[[ RECORD EXTRACTS open ]]

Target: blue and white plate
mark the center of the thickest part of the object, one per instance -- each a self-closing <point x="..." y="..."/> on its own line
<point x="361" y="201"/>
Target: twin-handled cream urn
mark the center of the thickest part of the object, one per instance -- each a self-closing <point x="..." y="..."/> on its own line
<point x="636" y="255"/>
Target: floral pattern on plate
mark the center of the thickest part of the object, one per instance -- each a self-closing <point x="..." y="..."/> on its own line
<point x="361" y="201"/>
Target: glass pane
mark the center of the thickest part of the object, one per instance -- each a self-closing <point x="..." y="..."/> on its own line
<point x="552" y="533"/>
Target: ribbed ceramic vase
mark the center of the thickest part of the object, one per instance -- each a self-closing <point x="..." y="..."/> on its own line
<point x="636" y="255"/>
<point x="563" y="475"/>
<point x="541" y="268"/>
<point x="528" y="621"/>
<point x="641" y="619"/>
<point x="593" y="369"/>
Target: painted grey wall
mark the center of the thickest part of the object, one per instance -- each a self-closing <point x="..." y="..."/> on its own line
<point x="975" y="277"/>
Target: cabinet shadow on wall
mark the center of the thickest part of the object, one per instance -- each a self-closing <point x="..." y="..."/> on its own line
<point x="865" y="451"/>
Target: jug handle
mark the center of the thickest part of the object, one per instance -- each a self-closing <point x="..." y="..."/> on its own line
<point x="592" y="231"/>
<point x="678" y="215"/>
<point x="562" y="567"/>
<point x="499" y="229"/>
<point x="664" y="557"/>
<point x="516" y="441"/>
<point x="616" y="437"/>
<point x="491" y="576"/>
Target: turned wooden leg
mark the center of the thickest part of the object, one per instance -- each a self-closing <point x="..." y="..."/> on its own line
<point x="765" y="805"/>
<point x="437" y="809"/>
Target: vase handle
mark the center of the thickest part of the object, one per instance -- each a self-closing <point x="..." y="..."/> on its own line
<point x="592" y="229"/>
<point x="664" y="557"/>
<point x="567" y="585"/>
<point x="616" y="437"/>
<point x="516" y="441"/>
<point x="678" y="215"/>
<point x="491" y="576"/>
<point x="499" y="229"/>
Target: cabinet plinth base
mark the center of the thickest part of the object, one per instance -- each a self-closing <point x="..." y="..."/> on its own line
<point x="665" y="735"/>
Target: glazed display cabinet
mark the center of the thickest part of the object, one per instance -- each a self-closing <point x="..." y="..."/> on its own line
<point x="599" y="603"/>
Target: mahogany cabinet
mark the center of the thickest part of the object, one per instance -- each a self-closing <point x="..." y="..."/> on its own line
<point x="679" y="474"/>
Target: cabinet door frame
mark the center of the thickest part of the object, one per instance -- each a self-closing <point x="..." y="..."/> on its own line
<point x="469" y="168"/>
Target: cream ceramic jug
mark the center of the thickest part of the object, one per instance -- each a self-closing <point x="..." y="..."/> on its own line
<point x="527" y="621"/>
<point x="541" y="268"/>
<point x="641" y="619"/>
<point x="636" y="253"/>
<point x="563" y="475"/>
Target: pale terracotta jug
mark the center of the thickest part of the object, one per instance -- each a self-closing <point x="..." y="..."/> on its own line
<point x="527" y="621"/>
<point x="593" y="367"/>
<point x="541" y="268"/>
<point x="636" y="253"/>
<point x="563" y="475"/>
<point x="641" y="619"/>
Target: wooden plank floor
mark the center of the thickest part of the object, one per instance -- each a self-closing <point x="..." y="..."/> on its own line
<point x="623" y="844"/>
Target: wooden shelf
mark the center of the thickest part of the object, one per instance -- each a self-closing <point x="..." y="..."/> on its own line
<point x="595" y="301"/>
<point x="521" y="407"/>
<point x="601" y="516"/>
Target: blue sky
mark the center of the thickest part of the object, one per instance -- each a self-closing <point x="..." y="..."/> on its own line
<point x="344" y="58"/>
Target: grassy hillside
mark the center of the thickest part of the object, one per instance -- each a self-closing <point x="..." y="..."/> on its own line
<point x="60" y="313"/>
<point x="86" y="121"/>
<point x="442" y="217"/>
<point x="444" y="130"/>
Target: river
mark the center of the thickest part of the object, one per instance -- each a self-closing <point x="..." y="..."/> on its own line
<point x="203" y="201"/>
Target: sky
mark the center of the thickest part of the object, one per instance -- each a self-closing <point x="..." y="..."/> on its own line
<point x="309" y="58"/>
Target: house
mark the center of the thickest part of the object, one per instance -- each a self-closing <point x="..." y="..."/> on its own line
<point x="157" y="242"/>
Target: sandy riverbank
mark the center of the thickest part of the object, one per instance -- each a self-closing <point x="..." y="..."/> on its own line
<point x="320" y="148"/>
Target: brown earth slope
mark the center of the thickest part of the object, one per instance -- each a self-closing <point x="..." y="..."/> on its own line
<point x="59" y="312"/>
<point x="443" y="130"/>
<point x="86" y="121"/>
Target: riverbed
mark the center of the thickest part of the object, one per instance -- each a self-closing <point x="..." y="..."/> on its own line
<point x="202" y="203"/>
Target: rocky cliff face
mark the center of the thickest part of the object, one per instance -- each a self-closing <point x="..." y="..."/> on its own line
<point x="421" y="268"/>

[[ RECORD EXTRACTS closed ]]

For the records given here, say how many lines hold the string "cabinet", with no further words.

RESPONSE
5